[Required task]
Render the records below as a numbered list, one line per item, and leave out any blank lines.

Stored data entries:
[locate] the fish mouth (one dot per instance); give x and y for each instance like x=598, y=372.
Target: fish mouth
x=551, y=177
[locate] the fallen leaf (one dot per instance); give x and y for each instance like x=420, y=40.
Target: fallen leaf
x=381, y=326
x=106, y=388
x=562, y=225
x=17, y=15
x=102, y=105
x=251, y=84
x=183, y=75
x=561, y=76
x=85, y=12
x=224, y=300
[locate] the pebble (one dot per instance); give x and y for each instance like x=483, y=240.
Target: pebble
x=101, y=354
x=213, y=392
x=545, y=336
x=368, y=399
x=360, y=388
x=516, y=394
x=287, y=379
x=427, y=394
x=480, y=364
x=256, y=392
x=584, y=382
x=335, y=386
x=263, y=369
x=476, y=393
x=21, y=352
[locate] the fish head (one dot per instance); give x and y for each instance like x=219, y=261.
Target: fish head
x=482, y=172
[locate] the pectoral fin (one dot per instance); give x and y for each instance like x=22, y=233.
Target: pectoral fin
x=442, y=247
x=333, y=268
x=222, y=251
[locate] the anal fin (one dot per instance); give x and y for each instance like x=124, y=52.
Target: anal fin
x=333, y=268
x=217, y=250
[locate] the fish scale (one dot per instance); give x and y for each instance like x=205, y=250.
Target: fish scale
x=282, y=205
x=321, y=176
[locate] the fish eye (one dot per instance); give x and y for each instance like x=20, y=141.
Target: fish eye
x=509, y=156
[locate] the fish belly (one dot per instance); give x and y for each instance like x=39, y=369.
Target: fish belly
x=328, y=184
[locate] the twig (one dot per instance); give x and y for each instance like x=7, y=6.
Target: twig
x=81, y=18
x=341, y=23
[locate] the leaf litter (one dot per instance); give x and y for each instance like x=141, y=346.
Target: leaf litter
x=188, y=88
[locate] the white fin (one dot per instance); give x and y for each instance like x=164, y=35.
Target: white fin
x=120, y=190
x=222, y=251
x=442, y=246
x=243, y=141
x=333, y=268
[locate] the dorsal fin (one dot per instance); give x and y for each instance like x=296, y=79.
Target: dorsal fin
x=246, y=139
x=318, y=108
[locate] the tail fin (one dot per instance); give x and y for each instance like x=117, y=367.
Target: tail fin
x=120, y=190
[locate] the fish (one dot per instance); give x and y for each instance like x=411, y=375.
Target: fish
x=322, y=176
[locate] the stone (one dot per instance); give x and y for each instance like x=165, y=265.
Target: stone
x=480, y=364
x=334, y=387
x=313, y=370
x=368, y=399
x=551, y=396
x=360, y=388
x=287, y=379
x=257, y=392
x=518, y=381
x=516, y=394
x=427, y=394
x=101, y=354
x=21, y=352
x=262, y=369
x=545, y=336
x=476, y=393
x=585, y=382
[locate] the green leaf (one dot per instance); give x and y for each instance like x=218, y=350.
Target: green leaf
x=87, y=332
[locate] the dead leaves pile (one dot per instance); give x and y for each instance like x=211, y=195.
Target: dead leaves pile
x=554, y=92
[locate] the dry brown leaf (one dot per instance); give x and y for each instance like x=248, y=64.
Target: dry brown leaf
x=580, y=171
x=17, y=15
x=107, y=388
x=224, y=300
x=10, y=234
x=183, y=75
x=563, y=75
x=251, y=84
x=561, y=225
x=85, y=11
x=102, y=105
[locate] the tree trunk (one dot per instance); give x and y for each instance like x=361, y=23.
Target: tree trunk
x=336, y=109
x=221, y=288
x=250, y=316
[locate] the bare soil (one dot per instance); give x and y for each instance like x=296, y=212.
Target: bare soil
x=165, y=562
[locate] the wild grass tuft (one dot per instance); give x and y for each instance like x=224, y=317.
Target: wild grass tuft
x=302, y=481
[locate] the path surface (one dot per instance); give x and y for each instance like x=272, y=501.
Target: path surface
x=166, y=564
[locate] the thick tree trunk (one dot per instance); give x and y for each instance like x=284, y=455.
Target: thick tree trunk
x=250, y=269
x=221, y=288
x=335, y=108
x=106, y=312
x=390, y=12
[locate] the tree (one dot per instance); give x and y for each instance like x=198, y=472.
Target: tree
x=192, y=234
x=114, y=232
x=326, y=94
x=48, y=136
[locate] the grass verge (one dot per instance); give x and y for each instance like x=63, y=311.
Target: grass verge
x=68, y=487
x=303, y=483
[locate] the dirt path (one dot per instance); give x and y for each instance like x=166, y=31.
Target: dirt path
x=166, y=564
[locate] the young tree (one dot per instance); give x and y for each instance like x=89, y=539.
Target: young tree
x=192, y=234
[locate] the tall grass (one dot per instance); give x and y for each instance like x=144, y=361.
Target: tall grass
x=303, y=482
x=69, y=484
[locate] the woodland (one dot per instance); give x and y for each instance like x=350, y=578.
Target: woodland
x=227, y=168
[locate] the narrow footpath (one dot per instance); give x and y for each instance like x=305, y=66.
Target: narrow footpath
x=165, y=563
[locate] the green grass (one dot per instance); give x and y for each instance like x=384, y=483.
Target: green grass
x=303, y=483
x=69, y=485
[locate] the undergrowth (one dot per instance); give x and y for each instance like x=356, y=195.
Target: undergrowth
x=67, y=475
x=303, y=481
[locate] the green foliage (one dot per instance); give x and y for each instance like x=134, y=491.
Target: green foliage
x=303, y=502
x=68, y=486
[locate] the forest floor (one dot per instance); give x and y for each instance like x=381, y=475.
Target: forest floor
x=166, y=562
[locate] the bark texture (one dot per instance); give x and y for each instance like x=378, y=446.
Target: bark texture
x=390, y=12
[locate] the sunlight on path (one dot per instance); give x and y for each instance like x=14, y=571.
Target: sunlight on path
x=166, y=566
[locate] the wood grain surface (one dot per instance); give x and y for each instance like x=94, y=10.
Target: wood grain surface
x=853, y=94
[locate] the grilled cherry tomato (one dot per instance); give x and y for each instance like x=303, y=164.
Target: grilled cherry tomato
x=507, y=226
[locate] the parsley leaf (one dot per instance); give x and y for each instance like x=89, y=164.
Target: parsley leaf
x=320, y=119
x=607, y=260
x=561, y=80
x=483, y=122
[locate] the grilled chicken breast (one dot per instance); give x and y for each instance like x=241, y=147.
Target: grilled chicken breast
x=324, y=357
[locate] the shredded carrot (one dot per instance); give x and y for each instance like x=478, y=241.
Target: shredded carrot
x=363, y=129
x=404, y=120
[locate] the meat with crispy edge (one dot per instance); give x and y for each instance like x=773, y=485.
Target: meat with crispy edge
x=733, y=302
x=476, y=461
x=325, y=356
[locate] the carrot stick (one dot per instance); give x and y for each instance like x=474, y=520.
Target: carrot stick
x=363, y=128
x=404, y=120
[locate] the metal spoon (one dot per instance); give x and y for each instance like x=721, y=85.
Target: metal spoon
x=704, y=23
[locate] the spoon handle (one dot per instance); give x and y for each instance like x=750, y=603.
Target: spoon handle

[Response]
1. [locate] the fish mouth (one dot per instance); give x and y for each instance like x=598, y=372.
2. Target: fish mouth
3. x=551, y=177
4. [locate] the fallen leaf (one dot per instance); give x and y for each instance like x=420, y=40.
5. Target: fallen leaf
6. x=381, y=326
7. x=106, y=388
8. x=562, y=225
9. x=17, y=15
10. x=102, y=105
11. x=251, y=84
12. x=183, y=75
13. x=561, y=76
14. x=85, y=12
15. x=224, y=300
16. [locate] the pebble (one dot per instance); give x and y for each instance like x=483, y=240.
17. Target: pebble
18. x=101, y=354
19. x=213, y=392
20. x=545, y=336
21. x=368, y=399
22. x=360, y=388
23. x=516, y=394
24. x=287, y=379
25. x=427, y=394
26. x=480, y=364
27. x=256, y=392
28. x=584, y=382
29. x=335, y=386
30. x=263, y=369
31. x=476, y=393
32. x=21, y=352
33. [locate] the fish head (one dot per instance); give x and y for each instance like x=219, y=261.
34. Target: fish head
35. x=482, y=172
36. [locate] the pectoral fin (one dot per instance); give x and y for each instance like x=22, y=233.
37. Target: pectoral fin
38. x=442, y=247
39. x=333, y=268
40. x=222, y=251
41. [locate] the anal fin (one dot per instance); give x and y for each instance like x=124, y=52.
42. Target: anal fin
43. x=333, y=268
44. x=217, y=250
45. [locate] the fish scale (one dot per instance); give x and y for each instance like x=205, y=250.
46. Target: fish scale
47. x=282, y=205
48. x=321, y=176
49. [locate] the fish eye (one dot per instance); give x and y for each instance like x=20, y=141.
50. Target: fish eye
51. x=509, y=156
52. [locate] the fish belly (one dot per instance); give x and y for each instance like x=39, y=369.
53. Target: fish belly
54. x=328, y=184
55. [locate] the twig (one dot per instance); give x and y for each instance like x=7, y=6.
56. Target: twig
57. x=81, y=18
58. x=341, y=23
59. [locate] the leaf litter (one dot per instance); give x and y for each instance like x=141, y=346.
60. Target: leaf litter
61. x=188, y=88
62. [locate] the white fin (one dot per instance); give x and y for each instance like x=164, y=35.
63. Target: white fin
64. x=120, y=190
65. x=222, y=251
66. x=442, y=246
67. x=243, y=141
68. x=333, y=268
69. [locate] the dorsal fin (one dot per instance); give x and y for each instance like x=296, y=79.
70. Target: dorsal fin
71. x=246, y=139
72. x=318, y=108
73. [locate] the tail fin (one dot per instance); give x and y for each instance like x=117, y=367.
74. Target: tail fin
75. x=120, y=190
76. [locate] the fish (one dot per instance); give x and y for each instance like x=411, y=375.
77. Target: fish
78. x=322, y=176
79. [locate] the stone (one dot per instance); give x and y for each instance like x=165, y=265.
80. Target: stone
81. x=480, y=364
82. x=334, y=387
83. x=313, y=370
84. x=368, y=399
85. x=551, y=396
86. x=360, y=388
87. x=287, y=379
88. x=257, y=392
89. x=518, y=381
90. x=516, y=394
91. x=427, y=394
92. x=101, y=354
93. x=21, y=352
94. x=262, y=369
95. x=545, y=336
96. x=476, y=393
97. x=585, y=382
98. [locate] the green leaf (one dot per instance); give x and y for each instance like x=218, y=350.
99. Target: green leaf
100. x=87, y=332
101. [locate] the dead leaves pile (one dot per instance); give x and y for each instance like x=211, y=195.
102. Target: dead leaves pile
103. x=554, y=92
104. [locate] the dry brown leaf (one dot per instance); give x and y for each instance like x=248, y=64.
105. Target: dry brown leaf
106. x=580, y=171
107. x=17, y=15
108. x=107, y=388
109. x=224, y=300
110. x=10, y=234
111. x=183, y=75
112. x=563, y=75
113. x=251, y=84
114. x=561, y=225
115. x=85, y=11
116. x=102, y=105
117. [locate] the tree trunk (one dot per instance); give x and y for each instance like x=361, y=23.
118. Target: tree trunk
119. x=336, y=109
120. x=221, y=288
121. x=250, y=316
122. [locate] the bare soil (one dot per instance); give x and y for each instance like x=296, y=212.
123. Target: bare soil
124. x=165, y=562
125. [locate] the wild grass tuft (one dot per instance); give x and y for each instance like x=224, y=317.
126. Target: wild grass tuft
127. x=302, y=481
128. [locate] the path surface (one dot per instance); give x and y for each instance like x=272, y=501.
129. Target: path surface
130. x=166, y=564
131. [locate] the thick tree trunk (one dot per instance); give x and y for each instance like x=284, y=455.
132. Target: thick tree trunk
133. x=250, y=269
134. x=221, y=288
135. x=335, y=108
136. x=106, y=312
137. x=390, y=12
138. [locate] the tree (one dot per instance); give x and y for each instance like x=198, y=472.
139. Target: tree
140. x=192, y=234
141. x=114, y=232
142. x=326, y=94
143. x=48, y=136
144. [locate] the grass verge (one dot per instance); give x and y for each instance like x=63, y=311.
145. Target: grass verge
146. x=68, y=487
147. x=303, y=483
148. [locate] the dirt path (one dot per instance); give x and y for each instance like x=166, y=31.
149. Target: dirt path
150. x=166, y=564
151. [locate] the young tree (one dot per instance); give x and y for each instance like x=89, y=539.
152. Target: young tree
153. x=192, y=234
154. [locate] the tall grass (one dot per instance); give x and y for each instance like x=144, y=361.
155. Target: tall grass
156. x=303, y=482
157. x=69, y=484
158. [locate] the woodland (one dot per instance); give x and y for each instance like x=350, y=578.
159. Target: woodland
160. x=227, y=168
161. [locate] the narrow footpath (one dot per instance); give x and y for each instance like x=305, y=66.
162. Target: narrow footpath
163. x=165, y=563
164. [locate] the green grass (one dot per instance); give x and y for each instance like x=384, y=483.
165. Target: green grass
166. x=303, y=483
167. x=69, y=485
168. [locate] the undergrowth (one dot per instance); give x and y for each instance like x=356, y=195.
169. Target: undergrowth
170. x=67, y=475
171. x=303, y=481
172. [locate] the green foliage (one dot per instance); give x and y for each instance like x=134, y=491.
173. Target: green foliage
174. x=303, y=502
175. x=68, y=486
176. [locate] the forest floor (one dot per instance); give x and y for each instance like x=381, y=475.
177. Target: forest floor
178. x=166, y=562
179. [locate] the bark texture (one dot per instance); give x and y for each instance like x=378, y=446.
180. Target: bark texture
181. x=390, y=12
182. [locate] the sunlight on path (one dot per instance); give x and y for each instance like x=14, y=571.
183. Target: sunlight on path
184. x=166, y=566
185. [locate] the wood grain surface (one dot per instance); give x and y for each instance like x=94, y=10.
186. Target: wood grain surface
187. x=853, y=94
188. [locate] the grilled cherry tomato (one dot per instance); give x and y for each instance like x=303, y=164.
189. Target: grilled cherry tomato
190. x=507, y=226
191. [locate] the parsley leaf (one dot per instance); give x and y for each instance like x=89, y=164.
192. Target: parsley leaf
193. x=320, y=119
194. x=607, y=260
195. x=561, y=80
196. x=483, y=122
197. [locate] the grilled chicken breast (one dot per instance); give x and y for each instance like x=241, y=147.
198. Target: grilled chicken breast
199. x=324, y=357
200. [locate] the shredded carrot (one dot per instance); give x and y for each instance like x=478, y=241.
201. Target: shredded carrot
202. x=363, y=129
203. x=404, y=120
204. [locate] the meat with crispy edge (one dot per instance); give x and y for each instance like x=773, y=485.
205. Target: meat with crispy edge
206. x=733, y=302
207. x=476, y=461
208. x=325, y=356
209. [locate] the carrot stick (one dot per instance); give x and y for each instance like x=474, y=520.
210. Target: carrot stick
211. x=363, y=128
212. x=404, y=120
213. [locate] the metal spoon (one dot per instance); give x and y for each instance like x=721, y=85.
214. Target: metal spoon
215. x=704, y=23
216. [locate] the spoon handle (one dot per instance); give x and y for each instance like x=750, y=603.
217. Target: spoon handle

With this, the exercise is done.